§ Selected excerpt:
Curiously, a lot of people have questioned why I sold/gave my mom Maggie, the gorgeous 4 year old mare I was keeping for myself. The answer is so easy for me. Because she needed her. She had nothing. Her heart horse died suddenly and I know what that raw pain feels like. To eat and taste nothing and to cry without feeling anything. It's awful. And no one could give me anything to help ease the pain for me when it was me going through it. But, I could help her. I'm a bleeding heart when it comes to this kind of stuff.  I know I have an eye for lovely young horses. I know I could find another. Luckily Hail swooped in to save the day which makes passing Maggie on feel even better. I know that my selfish ways are behind me now.



Lane switch! Obviously losing the weight that was stressing me out as well this year. That's been a massive help. I am not my hormones and I will no longer allow that uterus to control me. It took reaching out and admitting I needed help which is not my style but I have an incredible judgment free health coach who cheers me on. Having people tell you how incredible you look does wonders for you! It also makes you wonder "How bad did I look before..?' but that's not the point. The fact that I was able to lean on someone other than me tells me I've grown. I felt so good that I did something I thought I would never do- I sang a beautiful song for my sister at her wedding. That took some serious lady balls!



I was never a forgiving type. Wrong me once and I'm coming after you. Man could I hold a grudge. There was no room for error with me. My husband can tell you! What a bitter person I was. It took my 7 years to move on from the boy who tried to rape me in high school. Although it will never alright what he did to me, I no longer carry that weight on my shoulders. Yes, it happened, but it can't eat at me anymore and I'm not a victim. It was like a disease, eating up all my joy and happiness. Letting that go was a breath of fresh air. I no longer hold grudges or invest much energy in hate and anger. It serves me poorly and makes me ride like shit. There's no room for that kind of attitude in this temple of love. Sometimes it's hard, but I don't want to get to the end of my life and have regrets. You only get this one life.

§ What you need to do:
Go on with the personal reflection on growth and letting go, picking up after its last sentence. The material is not needed to continue the personal reflection.

§ Collected material:
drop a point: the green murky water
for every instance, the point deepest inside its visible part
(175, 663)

§ Response to this task:
And of course Hail coming into my life has turned things around for me. I tend to silently wallow after many things go south in my life and drink wine to cover those problems. My self esteem was in the trash this spring. I had no faith in me and that's actually always been a thing for me. I never think I deserve to ride or have the horses I do have or that it serves me right to lose them. As a coach I would self doubt and used to throw up before I gave lessons. I would be up all night before teaching cold sweats and having panic attacks. I would worry people weren't getting anything out of it or that I had no idea what I was doing. A video montage of all my mistakes would run rampant through me head. It took me months of teaching day after day to stop making myself ill, stressing. That and giving successful lessons. But ME as the coach knowing they were good, not because someone told me. Because let's be real-you don't get gold stars in this industry. More so though because happiness comes from within. It doesn't grow on trees or come in the mail. Although it can come in the form of adorable bay ponies. I've had to dig deep to find that confidence and Hail is slowly helping me find it. I mean we did just win beginner novice-watch out world!

So looking back, I can see how much I've grown this year. Like rings on a tree, you can tell which years are more feast and which are famine. This one is feast for me because I'm choosing to lead it that way. I regret not working on me sooner and I'm grateful for the friends I did have in college. You all were patient people and you must have seen the diamond in my rough exterior. And for that, I'm eternally grateful. I suppose my road will always be under construction, but this year I've really laid down some new pavement. I chiseled some new good habits in my give no shits personality and I think I'm becoming someone 13 year old me would be proud of. At least I hope so. Until I know for sure though, there's construction ahead.